Exercising discernment when every choice is a good choice
It happens more often than I like to admit. My husband and I will be comparing our schedules, synching our calendars for the upcoming week, when we realize that we’ve got (at least) two important events happening at the same time. Maybe our son’s basketball practice overlaps with a youth group activity or I’m out of town when he’s planned to go hunting. Between his work as a pastor, mine as an author and speaker, and three children with active social lives, we regularly find ourselves facing the dilemma of choosing between good things.
In some respects, our family’s scheduling woes are no different from any others family’s. But I’ve also found that being a ministry family can complicate the process of choosing which opportunities to pursue and which to refuse. Attending a child’s birthday party might enable us to build relationships in the community, but staying home together would allow us to quality time as a family. Starting up a new ministry at church might extend our missional reach. Or it might overextend the congregation, drawing resources from other ministries. It’s one thing to face the dilemma of picking between the lesser of two evils, but how do you pick the better of two goods? Ultimately, learning to choose what’s best requires discernment.

GIVEN MATERIAL:
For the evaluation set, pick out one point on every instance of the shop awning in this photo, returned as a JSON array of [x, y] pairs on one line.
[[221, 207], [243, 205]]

OBJECTIVES:
(1) In the passage on discernment, swap "birthday party" for "graduation party" and write out the part starting at "In some respects, our" and ending at "best requires discernment.".
(2) Answer these from the passage on discernment:
(a) What is the husband's work?
(b) How many children does the family have?
(c) What might starting up a new ministry at church extend?

ANSWERS PROVIDED:
(1)
In some respects, our family’s scheduling woes are no different from any others family’s. But I’ve also found that being a ministry family can complicate the process of choosing which opportunities to pursue and which to refuse. Attending a child’s graduation party might enable us to build relationships in the community, but staying home together would allow us to quality time as a family. Starting up a new ministry at church might extend our missional reach. Or it might overextend the congregation, drawing resources from other ministries. It’s one thing to face the dilemma of picking between the lesser of two evils, but how do you pick the better of two goods? Ultimately, learning to choose what’s best requires discernment.

(2)
(a) He works as a pastor.
(b) Three.
(c) The family's missional reach.